Assignment — A word-for-word restatement of the data is what is needed.
══════════════════════════════
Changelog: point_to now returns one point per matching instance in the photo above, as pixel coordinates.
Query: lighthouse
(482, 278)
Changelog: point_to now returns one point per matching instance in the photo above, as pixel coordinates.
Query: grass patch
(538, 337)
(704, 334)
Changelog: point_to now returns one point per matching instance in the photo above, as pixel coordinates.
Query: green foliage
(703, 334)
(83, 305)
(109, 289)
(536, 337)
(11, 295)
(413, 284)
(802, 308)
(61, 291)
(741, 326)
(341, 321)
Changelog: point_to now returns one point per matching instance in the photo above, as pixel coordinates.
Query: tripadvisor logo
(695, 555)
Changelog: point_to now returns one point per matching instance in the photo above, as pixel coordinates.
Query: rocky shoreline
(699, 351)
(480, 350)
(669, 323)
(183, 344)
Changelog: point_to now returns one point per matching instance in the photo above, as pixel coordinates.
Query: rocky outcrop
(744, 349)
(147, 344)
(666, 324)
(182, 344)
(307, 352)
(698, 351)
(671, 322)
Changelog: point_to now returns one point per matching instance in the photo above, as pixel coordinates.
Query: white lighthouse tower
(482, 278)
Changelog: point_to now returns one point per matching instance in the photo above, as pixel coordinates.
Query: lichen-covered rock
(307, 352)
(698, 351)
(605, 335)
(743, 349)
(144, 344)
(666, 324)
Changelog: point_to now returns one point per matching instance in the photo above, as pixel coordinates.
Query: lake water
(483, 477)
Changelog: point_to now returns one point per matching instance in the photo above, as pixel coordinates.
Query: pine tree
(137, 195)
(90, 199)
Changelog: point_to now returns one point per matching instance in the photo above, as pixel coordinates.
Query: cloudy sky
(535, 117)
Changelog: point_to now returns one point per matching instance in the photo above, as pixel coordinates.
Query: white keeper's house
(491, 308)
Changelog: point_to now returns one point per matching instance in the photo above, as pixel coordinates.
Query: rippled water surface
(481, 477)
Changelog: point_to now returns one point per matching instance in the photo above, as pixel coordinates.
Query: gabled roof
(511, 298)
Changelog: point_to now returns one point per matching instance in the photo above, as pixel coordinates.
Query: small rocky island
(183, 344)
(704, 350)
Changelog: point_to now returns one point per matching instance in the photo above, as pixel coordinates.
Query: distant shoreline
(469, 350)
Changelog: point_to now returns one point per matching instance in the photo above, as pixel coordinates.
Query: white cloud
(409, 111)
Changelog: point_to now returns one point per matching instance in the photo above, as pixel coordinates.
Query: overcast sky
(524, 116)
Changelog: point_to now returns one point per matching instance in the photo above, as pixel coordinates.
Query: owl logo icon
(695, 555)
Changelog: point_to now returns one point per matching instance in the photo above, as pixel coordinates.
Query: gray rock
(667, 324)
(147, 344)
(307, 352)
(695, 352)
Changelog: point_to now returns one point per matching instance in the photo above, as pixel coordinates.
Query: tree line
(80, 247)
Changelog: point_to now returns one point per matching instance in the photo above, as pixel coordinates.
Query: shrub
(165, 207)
══════════════════════════════
Exercise solution —
Changelog: point_to now returns one point per matching instance in the photo above, as pixel coordinates.
Query: lighthouse
(482, 278)
Changelog: point_to now returns one point per matching instance in the photo above, as pixel coordinates.
Query: grass patch
(538, 337)
(704, 334)
Changelog: point_to now returns one point per matching instance in the photo above, as pixel coordinates.
Query: green foliage
(703, 334)
(83, 305)
(109, 289)
(536, 337)
(11, 295)
(413, 284)
(802, 308)
(61, 291)
(741, 326)
(341, 321)
Changelog: point_to now returns one point per matching instance in the photo above, as pixel coordinates.
Query: tripadvisor logo
(695, 555)
Changelog: point_to now returns one point per matching instance in the photo above, as pixel coordinates.
Query: rocky shoreline
(699, 351)
(480, 350)
(669, 323)
(183, 344)
Changelog: point_to now returns one point per matching instance in the photo above, as pixel coordinates.
Query: rocky outcrop
(744, 349)
(147, 344)
(666, 324)
(182, 344)
(307, 352)
(698, 351)
(671, 322)
Changelog: point_to now returns one point per matching instance in the photo above, as pixel coordinates.
Query: white lighthouse tower
(482, 278)
Changelog: point_to now returns one point per matching instance in the photo above, as pixel coordinates.
Query: lichen-covered rock
(307, 352)
(698, 351)
(605, 335)
(743, 349)
(144, 344)
(666, 324)
Changelog: point_to now returns one point per matching instance in the photo above, as pixel coordinates.
Query: lake water
(483, 477)
Changelog: point_to now returns one point per matching instance in the photo above, as pixel coordinates.
Query: pine tree
(137, 195)
(90, 199)
Changelog: point_to now returns one point per matching instance in the photo above, as pixel coordinates.
Query: cloudy sky
(535, 117)
Changelog: point_to now returns one point per matching instance in the photo above, as pixel coordinates.
Query: white keeper's house
(491, 308)
Changelog: point_to now returns one point per matching instance in the photo above, as pixel coordinates.
Query: rippled water surface
(481, 477)
Changelog: point_to now returns one point per matching instance in the photo above, as pixel coordinates.
Query: gabled roof
(511, 298)
Changelog: point_to now returns one point per matching instance in the photo above, as pixel coordinates.
Query: small rocky island
(183, 344)
(704, 350)
Changelog: point_to now returns one point per matching instance in the photo above, as pixel coordinates.
Query: distant shoreline
(469, 350)
Changelog: point_to now returns one point per matching instance in the photo above, as pixel coordinates.
Query: white cloud
(409, 111)
Changelog: point_to now returns one point per matching instance in the photo above, as pixel coordinates.
Query: overcast sky
(524, 116)
Changelog: point_to now returns one point per matching instance in the photo above, as pixel coordinates.
Query: owl logo icon
(695, 555)
Changelog: point_to now returns one point per matching instance in the photo above, as pixel coordinates.
Query: gray rock
(667, 324)
(147, 344)
(307, 352)
(695, 352)
Changelog: point_to now returns one point per matching instance in the photo above, as pixel coordinates.
Query: tree line
(80, 247)
Changelog: point_to now returns one point per matching instance in the photo above, as pixel coordinates.
Query: shrub
(165, 207)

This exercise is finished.